[Dataset excerpt]

──────────────────────────────

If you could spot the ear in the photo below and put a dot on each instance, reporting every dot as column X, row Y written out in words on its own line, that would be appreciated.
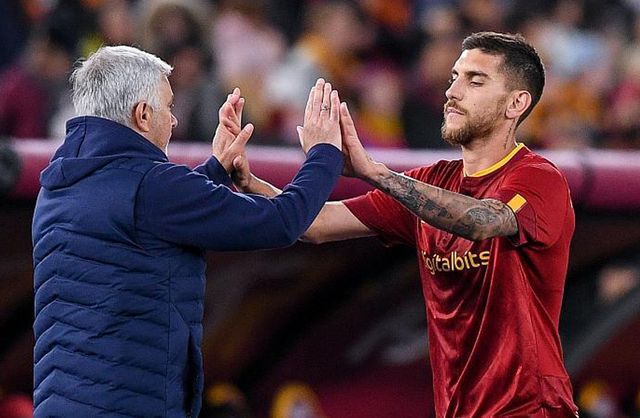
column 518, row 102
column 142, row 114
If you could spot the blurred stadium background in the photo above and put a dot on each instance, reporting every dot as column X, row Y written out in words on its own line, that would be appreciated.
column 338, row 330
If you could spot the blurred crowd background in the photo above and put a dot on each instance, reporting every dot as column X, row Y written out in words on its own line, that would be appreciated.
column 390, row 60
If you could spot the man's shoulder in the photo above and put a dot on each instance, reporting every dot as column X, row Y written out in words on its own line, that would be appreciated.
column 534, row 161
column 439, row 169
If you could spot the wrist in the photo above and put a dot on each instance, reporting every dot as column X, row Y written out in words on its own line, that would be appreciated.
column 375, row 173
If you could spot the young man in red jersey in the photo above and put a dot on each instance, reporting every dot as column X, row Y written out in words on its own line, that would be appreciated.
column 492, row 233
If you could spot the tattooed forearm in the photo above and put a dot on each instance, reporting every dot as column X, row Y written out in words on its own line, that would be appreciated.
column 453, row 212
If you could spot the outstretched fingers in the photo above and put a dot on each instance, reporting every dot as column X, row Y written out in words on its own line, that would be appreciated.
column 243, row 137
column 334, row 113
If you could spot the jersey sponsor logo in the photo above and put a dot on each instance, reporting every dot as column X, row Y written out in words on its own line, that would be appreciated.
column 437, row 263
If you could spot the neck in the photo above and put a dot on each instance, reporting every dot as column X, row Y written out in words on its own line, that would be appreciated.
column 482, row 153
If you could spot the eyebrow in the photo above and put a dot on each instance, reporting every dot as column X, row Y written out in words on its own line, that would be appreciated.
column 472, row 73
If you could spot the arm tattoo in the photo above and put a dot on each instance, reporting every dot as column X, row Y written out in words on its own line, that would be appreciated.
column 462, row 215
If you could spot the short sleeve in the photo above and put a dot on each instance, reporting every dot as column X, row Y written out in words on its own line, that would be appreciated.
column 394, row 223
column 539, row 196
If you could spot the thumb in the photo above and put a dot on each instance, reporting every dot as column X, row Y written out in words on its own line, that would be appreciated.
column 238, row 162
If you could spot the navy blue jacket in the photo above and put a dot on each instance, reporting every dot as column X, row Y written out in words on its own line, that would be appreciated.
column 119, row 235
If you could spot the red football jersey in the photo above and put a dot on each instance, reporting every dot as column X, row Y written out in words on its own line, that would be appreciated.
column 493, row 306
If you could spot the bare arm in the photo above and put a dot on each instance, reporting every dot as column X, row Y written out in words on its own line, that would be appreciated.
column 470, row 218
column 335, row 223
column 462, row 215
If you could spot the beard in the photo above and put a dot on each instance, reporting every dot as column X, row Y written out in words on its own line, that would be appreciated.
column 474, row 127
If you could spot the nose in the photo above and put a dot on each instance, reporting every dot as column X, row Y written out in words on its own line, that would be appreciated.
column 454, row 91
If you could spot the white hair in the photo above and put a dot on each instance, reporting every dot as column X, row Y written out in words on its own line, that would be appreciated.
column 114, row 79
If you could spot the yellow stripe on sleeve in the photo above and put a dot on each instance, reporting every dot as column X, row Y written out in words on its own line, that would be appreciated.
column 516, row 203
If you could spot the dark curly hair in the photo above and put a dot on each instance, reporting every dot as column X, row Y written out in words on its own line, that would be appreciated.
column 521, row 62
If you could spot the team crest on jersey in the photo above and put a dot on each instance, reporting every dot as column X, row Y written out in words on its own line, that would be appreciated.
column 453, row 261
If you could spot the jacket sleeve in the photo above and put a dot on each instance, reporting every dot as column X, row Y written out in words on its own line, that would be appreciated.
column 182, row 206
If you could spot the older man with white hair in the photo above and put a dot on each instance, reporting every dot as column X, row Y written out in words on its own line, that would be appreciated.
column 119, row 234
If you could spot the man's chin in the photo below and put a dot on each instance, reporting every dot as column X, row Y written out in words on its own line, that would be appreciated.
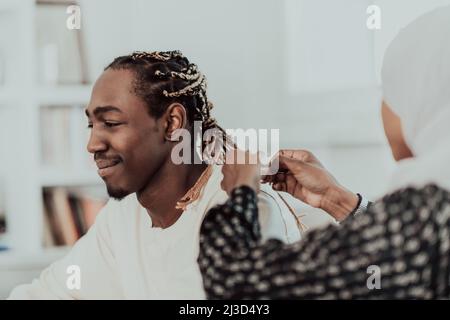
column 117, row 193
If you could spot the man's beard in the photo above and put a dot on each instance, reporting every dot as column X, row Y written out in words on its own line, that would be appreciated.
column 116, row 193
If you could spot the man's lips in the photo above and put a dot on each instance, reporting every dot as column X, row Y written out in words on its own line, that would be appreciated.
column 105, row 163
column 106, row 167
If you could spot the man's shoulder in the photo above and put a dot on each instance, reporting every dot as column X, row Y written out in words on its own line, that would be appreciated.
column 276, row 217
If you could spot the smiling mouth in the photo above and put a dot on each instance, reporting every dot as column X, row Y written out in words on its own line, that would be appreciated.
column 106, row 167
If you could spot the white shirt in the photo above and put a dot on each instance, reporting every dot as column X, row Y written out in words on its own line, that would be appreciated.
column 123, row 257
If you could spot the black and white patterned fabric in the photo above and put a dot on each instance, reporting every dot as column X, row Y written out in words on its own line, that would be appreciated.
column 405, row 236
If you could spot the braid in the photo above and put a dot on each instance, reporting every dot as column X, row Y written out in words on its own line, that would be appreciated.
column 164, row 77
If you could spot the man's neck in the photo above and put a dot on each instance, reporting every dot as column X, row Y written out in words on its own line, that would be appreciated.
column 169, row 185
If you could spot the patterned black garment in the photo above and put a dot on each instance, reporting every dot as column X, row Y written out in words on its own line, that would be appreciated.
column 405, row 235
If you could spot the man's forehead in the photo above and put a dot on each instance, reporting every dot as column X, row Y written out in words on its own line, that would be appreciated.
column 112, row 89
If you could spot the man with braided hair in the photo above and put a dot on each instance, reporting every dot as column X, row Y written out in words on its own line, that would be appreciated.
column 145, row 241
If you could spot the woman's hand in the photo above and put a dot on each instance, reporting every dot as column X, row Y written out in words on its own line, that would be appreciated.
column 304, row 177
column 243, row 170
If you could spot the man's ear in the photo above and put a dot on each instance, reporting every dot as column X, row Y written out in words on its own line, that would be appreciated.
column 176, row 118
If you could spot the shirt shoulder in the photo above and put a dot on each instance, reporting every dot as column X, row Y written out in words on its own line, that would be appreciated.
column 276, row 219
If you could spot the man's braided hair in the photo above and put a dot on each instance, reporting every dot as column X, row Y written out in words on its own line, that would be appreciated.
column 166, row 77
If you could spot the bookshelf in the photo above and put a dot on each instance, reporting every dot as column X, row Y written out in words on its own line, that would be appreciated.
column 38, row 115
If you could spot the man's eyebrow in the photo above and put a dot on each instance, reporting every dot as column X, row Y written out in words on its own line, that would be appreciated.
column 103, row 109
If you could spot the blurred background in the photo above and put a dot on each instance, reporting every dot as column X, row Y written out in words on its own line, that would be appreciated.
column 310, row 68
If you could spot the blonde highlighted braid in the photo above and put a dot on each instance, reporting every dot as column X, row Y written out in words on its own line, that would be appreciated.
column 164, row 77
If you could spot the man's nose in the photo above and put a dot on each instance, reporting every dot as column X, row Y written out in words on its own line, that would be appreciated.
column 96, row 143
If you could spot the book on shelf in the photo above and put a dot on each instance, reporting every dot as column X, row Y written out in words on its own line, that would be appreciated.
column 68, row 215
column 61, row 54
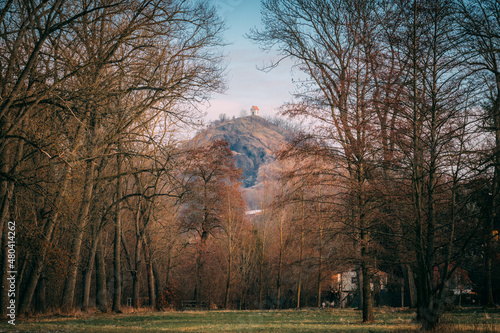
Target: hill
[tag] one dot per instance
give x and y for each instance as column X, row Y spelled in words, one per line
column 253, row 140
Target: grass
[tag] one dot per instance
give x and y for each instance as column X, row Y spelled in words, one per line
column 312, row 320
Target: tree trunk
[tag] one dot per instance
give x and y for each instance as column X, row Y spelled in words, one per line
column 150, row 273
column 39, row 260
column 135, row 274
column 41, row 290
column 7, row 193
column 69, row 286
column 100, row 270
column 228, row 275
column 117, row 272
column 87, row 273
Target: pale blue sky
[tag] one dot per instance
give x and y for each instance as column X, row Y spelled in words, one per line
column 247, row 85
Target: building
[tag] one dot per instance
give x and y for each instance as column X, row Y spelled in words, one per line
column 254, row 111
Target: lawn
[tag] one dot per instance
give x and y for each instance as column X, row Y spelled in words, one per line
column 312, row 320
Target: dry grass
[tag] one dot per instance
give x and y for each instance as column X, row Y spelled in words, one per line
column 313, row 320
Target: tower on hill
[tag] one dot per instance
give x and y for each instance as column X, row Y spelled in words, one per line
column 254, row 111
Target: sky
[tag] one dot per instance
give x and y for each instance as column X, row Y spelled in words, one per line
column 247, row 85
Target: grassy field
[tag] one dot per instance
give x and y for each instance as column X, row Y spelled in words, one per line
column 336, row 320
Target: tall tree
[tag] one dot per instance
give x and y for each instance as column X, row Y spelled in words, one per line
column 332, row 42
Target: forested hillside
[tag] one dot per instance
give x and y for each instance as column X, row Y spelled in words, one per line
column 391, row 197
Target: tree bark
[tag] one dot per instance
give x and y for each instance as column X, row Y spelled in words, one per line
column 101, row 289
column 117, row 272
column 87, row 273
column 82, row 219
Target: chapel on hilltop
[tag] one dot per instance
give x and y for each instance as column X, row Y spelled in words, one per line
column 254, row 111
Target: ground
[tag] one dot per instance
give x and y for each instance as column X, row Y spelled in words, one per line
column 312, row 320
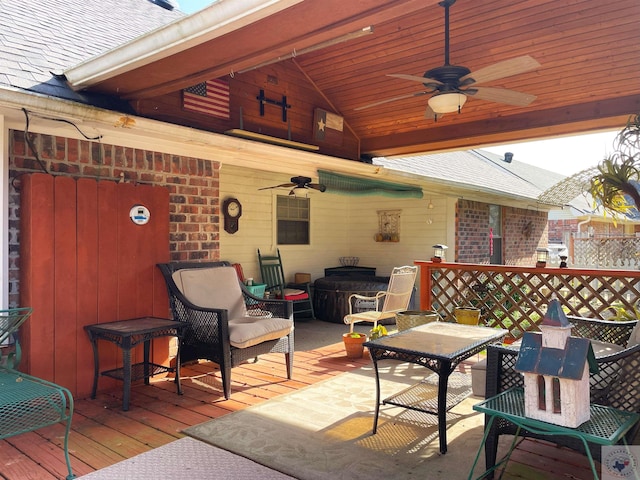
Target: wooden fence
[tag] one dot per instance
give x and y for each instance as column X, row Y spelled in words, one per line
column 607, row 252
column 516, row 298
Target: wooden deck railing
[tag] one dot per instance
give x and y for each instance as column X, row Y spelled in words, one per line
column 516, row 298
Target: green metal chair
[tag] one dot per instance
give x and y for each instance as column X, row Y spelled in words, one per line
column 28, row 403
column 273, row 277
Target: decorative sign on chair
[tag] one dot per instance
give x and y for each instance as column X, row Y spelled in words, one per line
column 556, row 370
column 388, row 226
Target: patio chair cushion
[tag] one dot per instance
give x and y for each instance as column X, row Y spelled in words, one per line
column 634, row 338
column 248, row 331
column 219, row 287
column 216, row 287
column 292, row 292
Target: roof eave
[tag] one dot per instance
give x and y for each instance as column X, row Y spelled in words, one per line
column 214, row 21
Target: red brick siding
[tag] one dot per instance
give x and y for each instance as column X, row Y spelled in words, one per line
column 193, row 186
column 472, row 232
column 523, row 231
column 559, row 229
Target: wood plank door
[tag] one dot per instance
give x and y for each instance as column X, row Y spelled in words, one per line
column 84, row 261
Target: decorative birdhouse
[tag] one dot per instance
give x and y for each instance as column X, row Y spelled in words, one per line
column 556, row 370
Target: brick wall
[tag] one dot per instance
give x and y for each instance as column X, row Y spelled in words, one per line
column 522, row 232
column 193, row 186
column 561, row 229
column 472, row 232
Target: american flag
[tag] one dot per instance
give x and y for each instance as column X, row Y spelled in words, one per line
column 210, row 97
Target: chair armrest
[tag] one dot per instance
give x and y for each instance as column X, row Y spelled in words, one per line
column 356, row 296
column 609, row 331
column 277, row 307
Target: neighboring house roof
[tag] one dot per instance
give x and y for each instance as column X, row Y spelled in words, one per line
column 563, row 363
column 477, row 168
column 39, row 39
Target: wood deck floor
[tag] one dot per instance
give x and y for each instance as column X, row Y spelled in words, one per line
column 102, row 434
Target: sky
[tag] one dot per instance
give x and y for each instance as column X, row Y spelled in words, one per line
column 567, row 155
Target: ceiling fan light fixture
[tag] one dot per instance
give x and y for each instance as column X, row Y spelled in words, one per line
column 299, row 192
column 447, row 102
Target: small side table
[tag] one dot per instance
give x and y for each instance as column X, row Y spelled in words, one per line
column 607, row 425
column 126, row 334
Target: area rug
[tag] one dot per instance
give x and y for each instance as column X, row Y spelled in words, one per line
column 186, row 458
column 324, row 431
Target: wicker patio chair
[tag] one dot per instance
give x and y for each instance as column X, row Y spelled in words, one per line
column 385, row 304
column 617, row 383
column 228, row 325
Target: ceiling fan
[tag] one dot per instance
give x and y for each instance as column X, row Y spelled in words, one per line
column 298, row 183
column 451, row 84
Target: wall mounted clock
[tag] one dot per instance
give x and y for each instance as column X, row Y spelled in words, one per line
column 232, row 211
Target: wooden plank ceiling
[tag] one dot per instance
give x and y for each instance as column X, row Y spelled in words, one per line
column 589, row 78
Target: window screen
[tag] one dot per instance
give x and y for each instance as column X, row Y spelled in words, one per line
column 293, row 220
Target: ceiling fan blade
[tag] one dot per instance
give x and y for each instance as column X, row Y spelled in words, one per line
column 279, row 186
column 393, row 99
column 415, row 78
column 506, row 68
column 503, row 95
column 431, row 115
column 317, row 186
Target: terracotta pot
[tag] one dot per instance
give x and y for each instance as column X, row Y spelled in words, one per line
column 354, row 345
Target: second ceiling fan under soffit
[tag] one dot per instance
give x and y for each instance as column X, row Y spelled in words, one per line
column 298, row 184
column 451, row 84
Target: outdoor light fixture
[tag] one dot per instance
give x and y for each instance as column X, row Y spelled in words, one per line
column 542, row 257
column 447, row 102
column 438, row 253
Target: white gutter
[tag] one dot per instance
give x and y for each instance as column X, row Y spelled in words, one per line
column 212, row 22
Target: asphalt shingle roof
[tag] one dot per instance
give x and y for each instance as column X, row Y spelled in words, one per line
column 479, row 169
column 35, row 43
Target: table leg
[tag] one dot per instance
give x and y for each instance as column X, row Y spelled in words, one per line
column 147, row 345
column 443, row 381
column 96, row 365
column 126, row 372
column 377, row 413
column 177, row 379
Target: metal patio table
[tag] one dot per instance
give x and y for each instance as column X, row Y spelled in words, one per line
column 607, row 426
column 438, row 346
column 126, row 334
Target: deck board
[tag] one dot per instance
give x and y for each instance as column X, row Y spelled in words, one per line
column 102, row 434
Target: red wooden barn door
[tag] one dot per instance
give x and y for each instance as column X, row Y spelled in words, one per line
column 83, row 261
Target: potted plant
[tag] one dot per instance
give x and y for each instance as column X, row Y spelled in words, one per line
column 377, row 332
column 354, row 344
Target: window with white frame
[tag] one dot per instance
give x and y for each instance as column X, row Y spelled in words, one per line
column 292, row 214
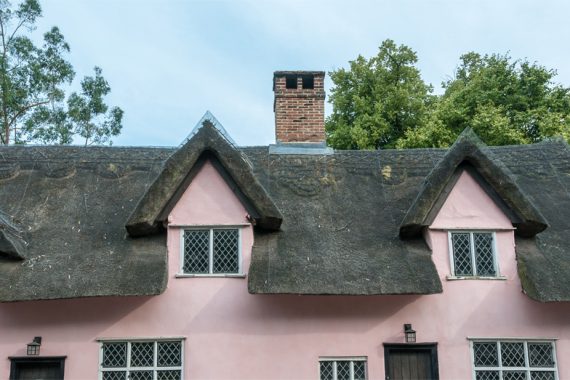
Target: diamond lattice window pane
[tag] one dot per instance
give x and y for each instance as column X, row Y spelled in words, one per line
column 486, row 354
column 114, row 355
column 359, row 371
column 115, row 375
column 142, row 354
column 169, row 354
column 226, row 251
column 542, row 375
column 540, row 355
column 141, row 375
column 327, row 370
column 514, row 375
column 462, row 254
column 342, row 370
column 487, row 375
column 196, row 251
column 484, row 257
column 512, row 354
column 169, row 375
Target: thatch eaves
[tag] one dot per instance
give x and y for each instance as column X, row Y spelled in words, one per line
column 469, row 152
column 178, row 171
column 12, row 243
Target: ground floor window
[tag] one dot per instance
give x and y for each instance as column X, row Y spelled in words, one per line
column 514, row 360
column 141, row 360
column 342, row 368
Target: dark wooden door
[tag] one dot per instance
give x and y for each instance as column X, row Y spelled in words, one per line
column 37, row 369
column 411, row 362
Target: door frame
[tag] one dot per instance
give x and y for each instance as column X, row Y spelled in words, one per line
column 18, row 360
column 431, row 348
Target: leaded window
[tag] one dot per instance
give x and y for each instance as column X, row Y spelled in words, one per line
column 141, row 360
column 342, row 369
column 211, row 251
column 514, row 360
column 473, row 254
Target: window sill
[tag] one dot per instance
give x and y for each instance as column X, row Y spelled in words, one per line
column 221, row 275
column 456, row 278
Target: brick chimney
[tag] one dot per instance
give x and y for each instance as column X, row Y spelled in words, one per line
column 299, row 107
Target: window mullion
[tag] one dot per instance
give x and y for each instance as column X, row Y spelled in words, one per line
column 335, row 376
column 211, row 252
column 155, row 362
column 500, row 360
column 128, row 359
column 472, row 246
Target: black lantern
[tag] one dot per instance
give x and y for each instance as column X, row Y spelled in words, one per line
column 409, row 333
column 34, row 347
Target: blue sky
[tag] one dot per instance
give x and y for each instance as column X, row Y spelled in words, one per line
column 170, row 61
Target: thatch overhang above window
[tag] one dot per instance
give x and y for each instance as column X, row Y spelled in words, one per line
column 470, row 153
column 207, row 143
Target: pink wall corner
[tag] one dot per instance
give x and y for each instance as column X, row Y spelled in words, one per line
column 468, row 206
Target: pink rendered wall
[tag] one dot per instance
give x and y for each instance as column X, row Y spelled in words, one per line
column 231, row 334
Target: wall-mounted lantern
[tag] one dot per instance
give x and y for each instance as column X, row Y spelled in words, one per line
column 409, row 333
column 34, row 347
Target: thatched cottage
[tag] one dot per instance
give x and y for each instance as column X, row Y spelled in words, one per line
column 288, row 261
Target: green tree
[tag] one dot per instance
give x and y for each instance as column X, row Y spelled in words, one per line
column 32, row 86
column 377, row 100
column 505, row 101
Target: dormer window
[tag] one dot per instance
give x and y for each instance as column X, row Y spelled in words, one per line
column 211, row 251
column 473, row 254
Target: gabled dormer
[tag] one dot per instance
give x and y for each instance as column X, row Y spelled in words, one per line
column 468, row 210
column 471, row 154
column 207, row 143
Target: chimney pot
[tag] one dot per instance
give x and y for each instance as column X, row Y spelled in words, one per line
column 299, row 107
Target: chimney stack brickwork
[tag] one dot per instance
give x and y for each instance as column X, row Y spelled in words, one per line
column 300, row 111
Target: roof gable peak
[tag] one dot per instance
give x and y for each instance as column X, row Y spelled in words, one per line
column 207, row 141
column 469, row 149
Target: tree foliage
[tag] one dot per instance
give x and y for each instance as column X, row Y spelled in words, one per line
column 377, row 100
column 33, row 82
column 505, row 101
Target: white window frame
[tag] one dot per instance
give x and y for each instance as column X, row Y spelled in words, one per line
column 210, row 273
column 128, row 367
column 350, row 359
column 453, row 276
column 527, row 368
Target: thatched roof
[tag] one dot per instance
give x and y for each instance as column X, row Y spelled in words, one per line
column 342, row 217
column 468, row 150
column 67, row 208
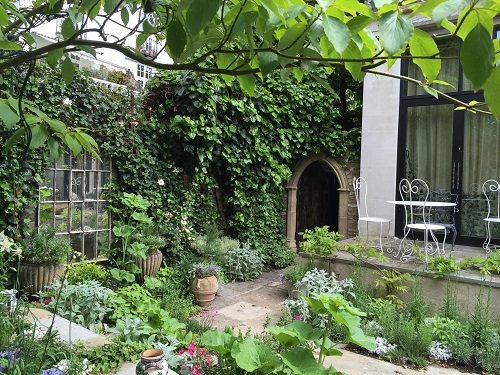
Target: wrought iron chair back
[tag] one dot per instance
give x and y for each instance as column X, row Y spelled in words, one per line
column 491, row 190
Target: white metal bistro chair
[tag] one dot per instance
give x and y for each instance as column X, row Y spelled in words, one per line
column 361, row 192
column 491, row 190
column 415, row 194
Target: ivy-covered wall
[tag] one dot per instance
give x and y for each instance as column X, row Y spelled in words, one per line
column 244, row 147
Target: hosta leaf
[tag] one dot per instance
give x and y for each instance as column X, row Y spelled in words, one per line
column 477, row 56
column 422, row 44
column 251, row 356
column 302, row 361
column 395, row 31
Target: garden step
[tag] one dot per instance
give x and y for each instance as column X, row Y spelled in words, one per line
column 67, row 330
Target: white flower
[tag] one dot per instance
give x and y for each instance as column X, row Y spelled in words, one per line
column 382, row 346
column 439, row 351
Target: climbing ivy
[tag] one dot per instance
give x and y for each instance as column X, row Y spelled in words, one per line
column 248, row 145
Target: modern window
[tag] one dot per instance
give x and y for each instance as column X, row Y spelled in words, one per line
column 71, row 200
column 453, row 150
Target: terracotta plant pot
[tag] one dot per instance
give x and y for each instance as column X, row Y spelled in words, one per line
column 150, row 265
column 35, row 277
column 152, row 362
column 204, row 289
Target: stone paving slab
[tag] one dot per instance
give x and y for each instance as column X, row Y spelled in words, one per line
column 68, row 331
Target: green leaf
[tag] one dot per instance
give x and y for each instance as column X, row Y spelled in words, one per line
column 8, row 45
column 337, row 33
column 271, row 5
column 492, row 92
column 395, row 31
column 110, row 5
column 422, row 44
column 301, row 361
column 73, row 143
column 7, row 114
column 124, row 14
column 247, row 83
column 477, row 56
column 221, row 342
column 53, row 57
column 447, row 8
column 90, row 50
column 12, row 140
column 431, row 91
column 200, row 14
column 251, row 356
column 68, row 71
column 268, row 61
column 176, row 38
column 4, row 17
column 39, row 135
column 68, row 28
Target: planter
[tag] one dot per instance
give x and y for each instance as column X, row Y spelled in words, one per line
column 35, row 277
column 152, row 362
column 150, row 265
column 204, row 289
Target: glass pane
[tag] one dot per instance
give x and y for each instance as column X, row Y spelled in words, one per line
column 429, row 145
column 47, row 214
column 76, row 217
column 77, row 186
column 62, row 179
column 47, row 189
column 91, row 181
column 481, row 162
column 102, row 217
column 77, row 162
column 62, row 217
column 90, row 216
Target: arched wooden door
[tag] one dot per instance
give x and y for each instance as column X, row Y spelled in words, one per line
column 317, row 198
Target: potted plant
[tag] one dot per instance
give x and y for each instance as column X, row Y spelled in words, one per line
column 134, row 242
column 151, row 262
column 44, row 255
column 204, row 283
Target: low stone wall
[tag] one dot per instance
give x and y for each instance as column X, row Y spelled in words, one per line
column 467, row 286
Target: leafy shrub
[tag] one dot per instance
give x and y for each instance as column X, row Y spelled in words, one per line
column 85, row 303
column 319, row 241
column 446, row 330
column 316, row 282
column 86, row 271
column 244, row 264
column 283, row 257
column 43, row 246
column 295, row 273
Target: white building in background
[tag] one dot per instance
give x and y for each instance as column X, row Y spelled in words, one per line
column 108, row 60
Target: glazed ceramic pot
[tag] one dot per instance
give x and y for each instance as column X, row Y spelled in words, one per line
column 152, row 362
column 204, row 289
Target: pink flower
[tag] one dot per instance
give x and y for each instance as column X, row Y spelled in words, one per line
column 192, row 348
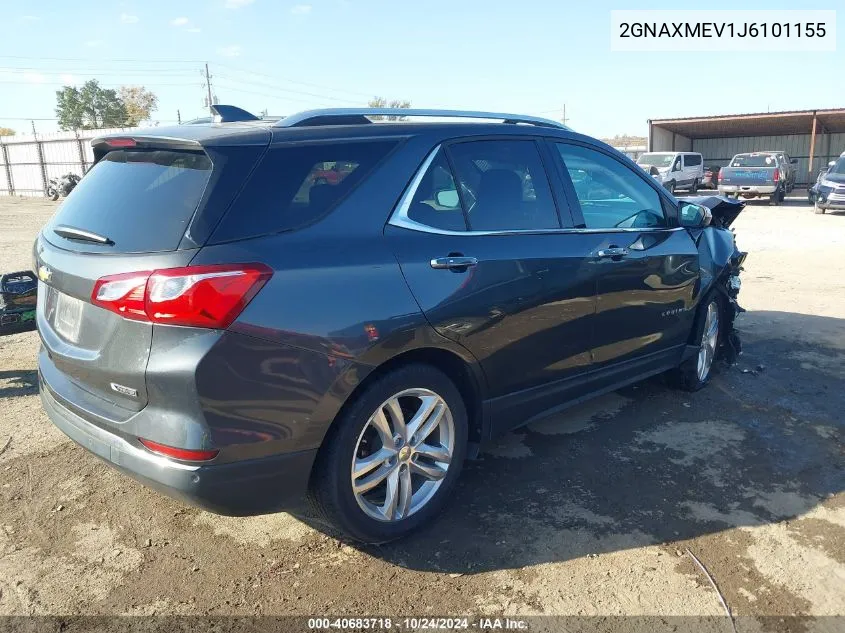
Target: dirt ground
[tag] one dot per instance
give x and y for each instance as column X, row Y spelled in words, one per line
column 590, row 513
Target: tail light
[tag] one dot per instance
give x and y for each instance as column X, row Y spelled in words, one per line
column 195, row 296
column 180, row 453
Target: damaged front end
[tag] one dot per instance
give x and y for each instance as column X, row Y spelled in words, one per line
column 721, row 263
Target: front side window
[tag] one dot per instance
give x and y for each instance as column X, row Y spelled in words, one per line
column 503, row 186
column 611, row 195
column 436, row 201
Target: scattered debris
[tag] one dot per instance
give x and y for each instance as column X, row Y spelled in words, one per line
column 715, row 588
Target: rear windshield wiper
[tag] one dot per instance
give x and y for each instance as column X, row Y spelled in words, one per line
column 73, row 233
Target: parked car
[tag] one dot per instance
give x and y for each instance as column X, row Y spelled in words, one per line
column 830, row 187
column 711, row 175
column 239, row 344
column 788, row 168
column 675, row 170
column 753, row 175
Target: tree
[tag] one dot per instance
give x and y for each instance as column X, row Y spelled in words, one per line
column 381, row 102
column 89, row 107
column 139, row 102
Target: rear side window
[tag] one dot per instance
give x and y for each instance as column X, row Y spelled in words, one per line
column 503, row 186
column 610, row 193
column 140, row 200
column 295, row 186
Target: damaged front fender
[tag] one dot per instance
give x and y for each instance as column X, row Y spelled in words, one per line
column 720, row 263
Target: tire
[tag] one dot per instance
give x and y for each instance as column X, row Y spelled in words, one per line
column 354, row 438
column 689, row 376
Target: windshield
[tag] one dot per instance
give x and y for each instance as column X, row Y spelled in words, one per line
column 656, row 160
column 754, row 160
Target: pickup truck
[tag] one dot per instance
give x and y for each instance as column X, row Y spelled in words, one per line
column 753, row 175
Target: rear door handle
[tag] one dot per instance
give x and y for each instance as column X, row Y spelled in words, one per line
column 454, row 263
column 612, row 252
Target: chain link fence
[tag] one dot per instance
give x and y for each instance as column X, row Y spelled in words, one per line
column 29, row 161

──────────────────────────────

AIM OF THE EXERCISE: Reproduce everything from the line containing "If you could spot the man with" down to the line containing "column 243, row 170", renaming "braided hair" to "dreadlocks" and keeping the rest of the material unchanged.

FULL RESPONSE:
If you could spot the man with dreadlocks in the photo above and put a dot on each instance, reporting every dot as column X, row Y written out in words on its own line, that would be appreciated.
column 145, row 241
If you could spot the woman's hand in the photo above and put a dot on each instance, reporting every dot as column X, row Y written out in words on its own line, that would be appreciated.
column 304, row 177
column 243, row 170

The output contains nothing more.